The answer is every record that follows, printed exactly.

:: Records for this task ::

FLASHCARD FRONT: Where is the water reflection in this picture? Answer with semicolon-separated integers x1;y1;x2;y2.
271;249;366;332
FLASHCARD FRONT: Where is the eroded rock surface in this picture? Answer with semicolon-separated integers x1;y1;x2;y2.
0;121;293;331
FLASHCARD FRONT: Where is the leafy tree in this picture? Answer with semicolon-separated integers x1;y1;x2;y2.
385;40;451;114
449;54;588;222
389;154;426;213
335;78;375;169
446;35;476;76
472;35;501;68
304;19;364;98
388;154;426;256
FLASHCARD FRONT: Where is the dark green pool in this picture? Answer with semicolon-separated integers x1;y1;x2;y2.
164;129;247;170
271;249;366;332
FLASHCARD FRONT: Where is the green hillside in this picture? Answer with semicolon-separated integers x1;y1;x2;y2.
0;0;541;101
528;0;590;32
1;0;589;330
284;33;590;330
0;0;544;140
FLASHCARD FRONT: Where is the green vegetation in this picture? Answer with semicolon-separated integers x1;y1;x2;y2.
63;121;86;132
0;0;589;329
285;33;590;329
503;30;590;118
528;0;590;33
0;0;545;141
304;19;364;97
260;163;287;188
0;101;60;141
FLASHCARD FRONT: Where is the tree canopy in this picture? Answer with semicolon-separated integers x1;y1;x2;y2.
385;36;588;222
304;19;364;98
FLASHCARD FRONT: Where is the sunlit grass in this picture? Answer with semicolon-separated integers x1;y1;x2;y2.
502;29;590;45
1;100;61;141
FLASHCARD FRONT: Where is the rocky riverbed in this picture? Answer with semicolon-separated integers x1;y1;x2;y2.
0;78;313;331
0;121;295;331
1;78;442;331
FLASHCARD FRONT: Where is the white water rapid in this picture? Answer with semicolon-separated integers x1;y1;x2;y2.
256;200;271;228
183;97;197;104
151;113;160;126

:::

(Solved problem):
FLASHCARD FRONT: Where is the water reflection in this picture? Answer with semicolon-separated integers x1;y1;x2;y2.
271;249;366;332
FLASHCARD FRONT: Where is the eroded rock surface in this picture? Answer with semicolon-separated integers x1;y1;x2;y2.
0;121;293;331
FLASHCARD FRONT: Where is the leafy tree in this picture? Answer with semicolon-separated integers x1;y1;x2;y2.
385;40;451;114
449;54;588;222
389;154;426;213
335;78;375;169
446;35;476;76
472;35;501;68
304;19;364;98
388;154;426;256
FLASHCARD FRONT: Where is the dark green pool in this picture? Answer with semicolon-separated integers x1;y1;x2;y2.
164;129;247;170
271;249;366;332
FLASHCARD FRONT: Where is the green hillside in this picture? Answer with semicolon-separated integers x1;y1;x2;y2.
0;0;541;101
528;0;590;32
1;0;589;330
284;33;590;330
0;0;544;140
FLASHCARD FRONT: Where is the green vegetation in this picture? Answer with semicolon-separated integers x1;y1;x2;y2.
63;121;86;132
0;0;589;329
285;33;590;329
503;30;590;118
528;0;590;33
0;0;545;141
304;19;364;97
260;163;287;188
0;101;60;141
FLASHCARD FRONT: Where is the tree canopy in this picture? Answer with semicolon-separated integers x1;y1;x2;y2.
385;36;588;222
304;19;364;98
FLASHCARD FRONT: Where is the sunlit grass in this picture? Answer with semicolon-separated integers x1;y1;x2;y2.
502;29;590;45
1;100;61;141
FLASHCARD FRONT: Where is the rocky riverbed in this picture? Answer with semicolon-separated integers x1;y1;x2;y2.
0;78;313;331
0;121;295;331
1;78;442;331
FLASHCARD FRONT: Where is the white water rapid in this picture? Answer with semicolon-separated integers x1;y1;x2;y2.
256;200;271;228
183;97;197;104
151;113;160;126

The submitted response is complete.